» Instructions to follow
Please answer from the blog post on Tolkien's monogram: which kinds of comments did the author enable on the blog?

» Passage
---------------

19 April 2012

A Development on Tolkien’s Monogram

Here at Thoughts From The Antipodes I am rather keen to get comments, and hear what people think about my posts, or the subjects they deal with. However up until a while ago comments could only be entered if you had certain compatible accounts. So once a few people highlighted this restriction to me I figured out how to enable anonymous and guest comments here on my blog, and it is already paying off.
During a recent post on a Tolkien themed monogram I created for myself, I lamented the fact that my research turned up little in the way of a background for Tolkien’s own symbol. Apparently I am not the only one interested in such things, as I got the following anonymous comment earlier in the week:
“I was also doing a little research on that monogram and I couldn´t ignore the resemblance between that monogram and a chinese character (i´m studying mandarin) it looks almost the same in my opinion, and since I heard that Tolkein was fluent in many languages maybe he knew a little chinese as well and was inspired by this character, this is the one i´m talking about "" it means to bind, to restrain to control, makes you think about the quote: "one ring to rule them all".
 BEST REGARDS”
This is why I love the internet: there is always someone out there with similar interests, and generally more capabilities (or at least a different enough approach to your own).
Upon looking into it, there is quite a curious resemblance between the two symbols; check it out for yourselves:
The Chinese character shù - 
Tolkien's monogram - 

Then there is the possible connection between the proposed meanings, and Tolkien's work. Shù can mean to bind or control. And as the anonymous commenter pointed out, one of the more famous quotes associated with Tolkiens masterworks reads:
"One Ring to rule them all, One Ring to find them, One Ring to bring them all and in the darkness bind them."
But then again, what random verb probably couldn't be tenuously linked to something significant in Tolkien's legendarium?
I just wanted an excuse to get this picture in here, so a connection to Gandalf will have to do......
Again though, I find the internet is great at peaking my curiosity, but not so good at sating it. Even with this new possible clue as to the inspiration, if not origins, of Tolkien’s monogram; I am unable to find any more definite answers. In fact as far as the resemblance goes, the only other mention I can find is on a forum discussing the Japanese translation of Tolkien’s works, found here.

---------------

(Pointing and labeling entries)
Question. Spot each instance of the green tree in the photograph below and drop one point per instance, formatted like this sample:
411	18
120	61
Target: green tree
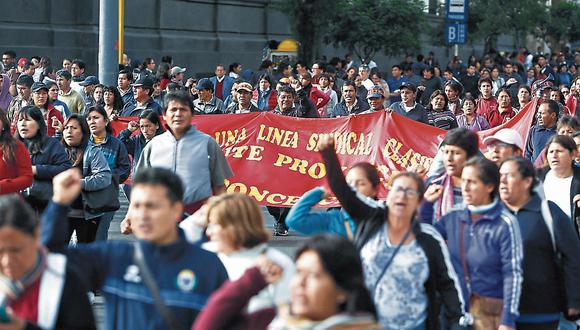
367	27
308	21
562	25
488	19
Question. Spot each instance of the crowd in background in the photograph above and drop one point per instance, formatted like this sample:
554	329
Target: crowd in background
483	239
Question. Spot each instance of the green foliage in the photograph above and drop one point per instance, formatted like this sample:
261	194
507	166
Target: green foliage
308	20
367	27
490	18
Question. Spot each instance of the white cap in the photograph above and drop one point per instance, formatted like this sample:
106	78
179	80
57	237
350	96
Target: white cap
175	70
506	135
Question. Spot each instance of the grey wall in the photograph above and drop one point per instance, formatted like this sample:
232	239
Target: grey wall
198	34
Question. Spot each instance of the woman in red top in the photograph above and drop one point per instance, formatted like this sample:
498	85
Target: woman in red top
15	164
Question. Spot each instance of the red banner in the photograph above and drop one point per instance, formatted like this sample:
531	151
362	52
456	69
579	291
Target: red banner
275	160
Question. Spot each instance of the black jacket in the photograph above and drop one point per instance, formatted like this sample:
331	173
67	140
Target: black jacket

---------------

» Answer in full
Anonymous and guest comments.